## AIM
Below, begin at the line that has "Diagnostic imaging module: highlight the driver" and stop after the final line, then copy every one of those lines again, offsetting each coordinate in the answers by -7 and leaving all other lines as they are.

Start of DATA ROWS

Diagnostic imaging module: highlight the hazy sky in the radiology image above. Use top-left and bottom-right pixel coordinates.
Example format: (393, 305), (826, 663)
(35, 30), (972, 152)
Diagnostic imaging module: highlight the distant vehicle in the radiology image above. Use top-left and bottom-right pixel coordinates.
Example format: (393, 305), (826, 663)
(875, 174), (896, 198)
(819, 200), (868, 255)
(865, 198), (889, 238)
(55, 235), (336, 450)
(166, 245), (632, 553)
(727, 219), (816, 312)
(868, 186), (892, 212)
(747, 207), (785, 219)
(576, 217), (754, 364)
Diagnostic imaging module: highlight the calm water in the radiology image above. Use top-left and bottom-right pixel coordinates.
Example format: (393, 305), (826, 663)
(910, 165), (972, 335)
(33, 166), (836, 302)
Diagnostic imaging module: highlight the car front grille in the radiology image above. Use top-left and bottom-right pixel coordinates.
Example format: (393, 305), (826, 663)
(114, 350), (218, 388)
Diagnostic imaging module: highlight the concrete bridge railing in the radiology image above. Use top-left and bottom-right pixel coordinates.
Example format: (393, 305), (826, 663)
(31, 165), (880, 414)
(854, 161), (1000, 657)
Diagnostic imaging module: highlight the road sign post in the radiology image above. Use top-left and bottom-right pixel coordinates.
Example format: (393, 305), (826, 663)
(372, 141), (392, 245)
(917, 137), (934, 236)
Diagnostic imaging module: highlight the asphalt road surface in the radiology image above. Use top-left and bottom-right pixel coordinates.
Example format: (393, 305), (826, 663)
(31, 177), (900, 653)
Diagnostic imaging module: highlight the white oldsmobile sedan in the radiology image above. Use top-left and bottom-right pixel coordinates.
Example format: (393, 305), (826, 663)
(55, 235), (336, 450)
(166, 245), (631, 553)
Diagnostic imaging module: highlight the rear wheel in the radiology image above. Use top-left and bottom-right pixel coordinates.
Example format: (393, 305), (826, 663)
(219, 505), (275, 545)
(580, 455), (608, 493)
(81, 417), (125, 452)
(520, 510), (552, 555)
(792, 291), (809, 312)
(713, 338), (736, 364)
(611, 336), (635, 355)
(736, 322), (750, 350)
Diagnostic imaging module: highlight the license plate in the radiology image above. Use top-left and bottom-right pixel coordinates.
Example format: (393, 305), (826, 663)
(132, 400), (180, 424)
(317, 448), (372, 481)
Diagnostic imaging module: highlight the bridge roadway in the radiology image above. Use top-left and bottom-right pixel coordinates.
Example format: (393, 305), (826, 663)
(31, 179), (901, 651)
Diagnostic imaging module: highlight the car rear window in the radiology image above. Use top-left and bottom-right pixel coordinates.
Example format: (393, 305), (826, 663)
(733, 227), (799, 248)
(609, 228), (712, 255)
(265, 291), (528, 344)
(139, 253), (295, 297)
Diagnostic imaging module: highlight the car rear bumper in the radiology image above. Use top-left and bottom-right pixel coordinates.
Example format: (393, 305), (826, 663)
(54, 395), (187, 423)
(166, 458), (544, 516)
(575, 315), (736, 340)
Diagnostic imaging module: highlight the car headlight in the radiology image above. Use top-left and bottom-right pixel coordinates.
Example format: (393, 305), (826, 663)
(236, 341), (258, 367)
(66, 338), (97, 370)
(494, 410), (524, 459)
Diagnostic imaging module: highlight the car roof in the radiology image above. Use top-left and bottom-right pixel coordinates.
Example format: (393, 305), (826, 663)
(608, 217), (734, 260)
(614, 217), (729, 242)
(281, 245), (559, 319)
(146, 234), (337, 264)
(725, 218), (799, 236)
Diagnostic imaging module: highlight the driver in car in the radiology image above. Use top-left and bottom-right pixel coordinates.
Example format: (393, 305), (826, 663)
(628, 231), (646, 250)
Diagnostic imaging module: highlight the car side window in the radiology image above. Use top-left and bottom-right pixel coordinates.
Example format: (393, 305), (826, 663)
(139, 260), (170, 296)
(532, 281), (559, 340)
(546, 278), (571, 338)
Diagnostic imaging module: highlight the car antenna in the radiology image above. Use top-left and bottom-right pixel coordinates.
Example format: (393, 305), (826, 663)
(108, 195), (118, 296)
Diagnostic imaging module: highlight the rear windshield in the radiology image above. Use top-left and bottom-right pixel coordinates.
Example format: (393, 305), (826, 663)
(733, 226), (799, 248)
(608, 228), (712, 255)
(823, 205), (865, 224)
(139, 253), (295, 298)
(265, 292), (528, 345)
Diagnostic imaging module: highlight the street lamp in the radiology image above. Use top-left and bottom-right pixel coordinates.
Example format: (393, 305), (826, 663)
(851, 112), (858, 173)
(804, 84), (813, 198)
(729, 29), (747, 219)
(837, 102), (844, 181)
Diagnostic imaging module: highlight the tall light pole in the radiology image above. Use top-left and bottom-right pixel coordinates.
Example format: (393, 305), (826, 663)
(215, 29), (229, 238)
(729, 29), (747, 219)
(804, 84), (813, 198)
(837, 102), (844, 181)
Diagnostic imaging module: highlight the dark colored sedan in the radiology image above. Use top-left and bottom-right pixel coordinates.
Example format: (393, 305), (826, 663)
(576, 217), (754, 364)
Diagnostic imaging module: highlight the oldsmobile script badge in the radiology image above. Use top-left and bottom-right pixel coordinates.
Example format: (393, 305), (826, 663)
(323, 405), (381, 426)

End of DATA ROWS

## TASK ANSWER
Diagnostic imaging module: highlight the driver in car in the radiology image above. Use top-left and bottom-right pixel coordinates.
Example format: (393, 305), (826, 663)
(621, 224), (639, 243)
Diagnostic imaging module: highlight the car side window in the radiology image above. Use top-left and bottom-right pixel coordinates.
Example format: (393, 305), (826, 663)
(132, 253), (163, 289)
(525, 274), (552, 333)
(539, 271), (564, 331)
Diagnostic imaging module: highlight the car antenna in the radiology image above. Use top-left and bottom-right pixel coordinates.
Example format: (393, 305), (826, 663)
(101, 188), (111, 289)
Diagnostic imaging module: highlight the rear windshield in the radiology image above. Use top-left and bottom-right pixel coordinates.
Example format: (393, 305), (826, 663)
(726, 219), (792, 241)
(601, 221), (705, 248)
(816, 198), (858, 217)
(132, 246), (288, 291)
(258, 285), (521, 338)
Diagnostic imaging module: highlight the street lamp in the radiology image above. Use top-left and bottom-right pixel coordinates.
Example format: (393, 305), (826, 663)
(844, 105), (851, 166)
(797, 77), (806, 191)
(722, 22), (740, 212)
(830, 95), (837, 174)
Diagnostic imaging module: highlight the tall light pole in the radiology image above. Use top-left and bottom-right pixel coordinates.
Example format: (393, 305), (826, 663)
(208, 22), (222, 231)
(722, 22), (740, 212)
(797, 77), (806, 191)
(830, 95), (837, 174)
Diagnostic imaging module: highlight the dark colored sedan in the radiology image above. Use top-left and bottom-right pixel coordinates.
Example format: (393, 305), (826, 663)
(569, 210), (747, 357)
Diagnostic imaging module: highlight the oldsmobile script badge in the radiology image above. Use top-left and bottom-right pixel coordinates.
Example format: (393, 305), (826, 663)
(316, 398), (374, 419)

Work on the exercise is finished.